Yönerge — Oksimoron üzerine yazılmış metinde "Son dönemlerde yaygınlaştı: Edebiyat" ile başlayıp "olmayan ödül töreni..." ile biten bölümü hiçbir değişiklik yapmadan kopyalayın.

Verilen Metin —
Nedim'in, "Donar soğuktan efendi, semender ateşte" dizesinde karşıt kavramları bağdaştırması oksimorona örnektir. Attila İlhan'ın, "Cinayeti kör bir kayıkçı gördü" dizesi gibi. Özdemir Asaf'ın "Yuvarlağın Köşeleri" tamlaması gibi.
Son dönemlerde yaygınlaştı: Edebiyat yarışmaları düzenleniyor. Ödül dereceleri: birincilik, ikincilik, üçüncülük. Peki, ödül ne? Yazmışlar ya işte! Birincilik, ikincilik, üçüncülük. Kazananlar için ödül töreni de düzenleniyor. Ödülü olmayan ödül töreni...
"Şiir yazamayan şair, kitap okumayan aydın, bilimsel çalışması olmayan bilim adamı" da birer oksimoron. "Sanattan anlamayan sanatsever" de var.

Sağlanan Veriler —

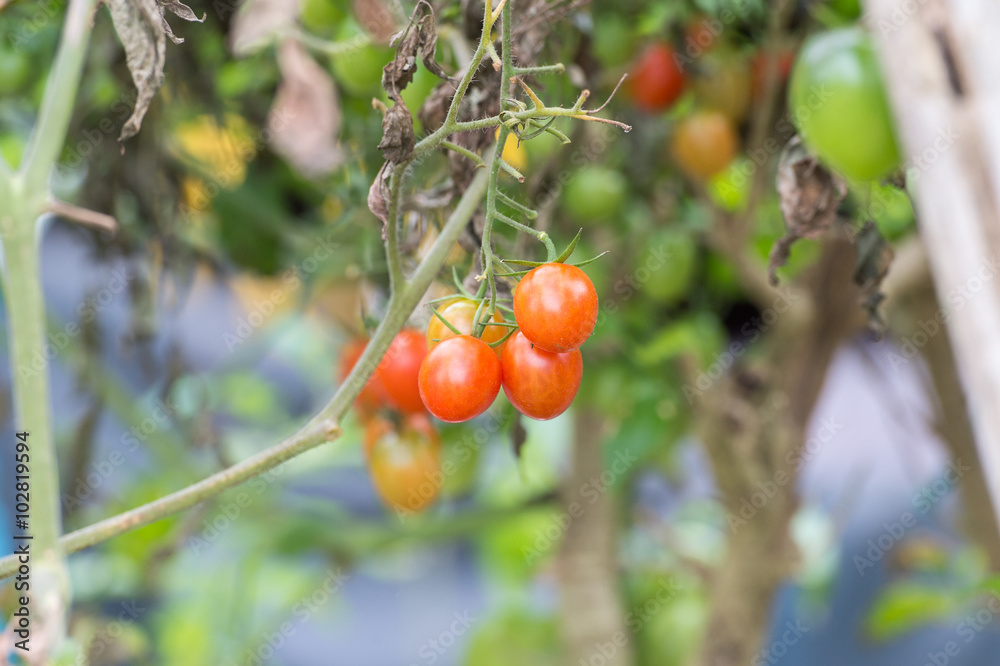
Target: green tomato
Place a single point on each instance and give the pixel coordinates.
(839, 104)
(730, 188)
(359, 69)
(670, 257)
(595, 193)
(14, 70)
(847, 8)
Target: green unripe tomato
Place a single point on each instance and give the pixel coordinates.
(359, 69)
(839, 104)
(670, 257)
(14, 70)
(595, 193)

Yönergenin Yanıtı —
Son dönemlerde yaygınlaştı: Edebiyat yarışmaları düzenleniyor. Ödül dereceleri: birincilik, ikincilik, üçüncülük. Peki, ödül ne? Yazmışlar ya işte! Birincilik, ikincilik, üçüncülük. Kazananlar için ödül töreni de düzenleniyor. Ödülü olmayan ödül töreni...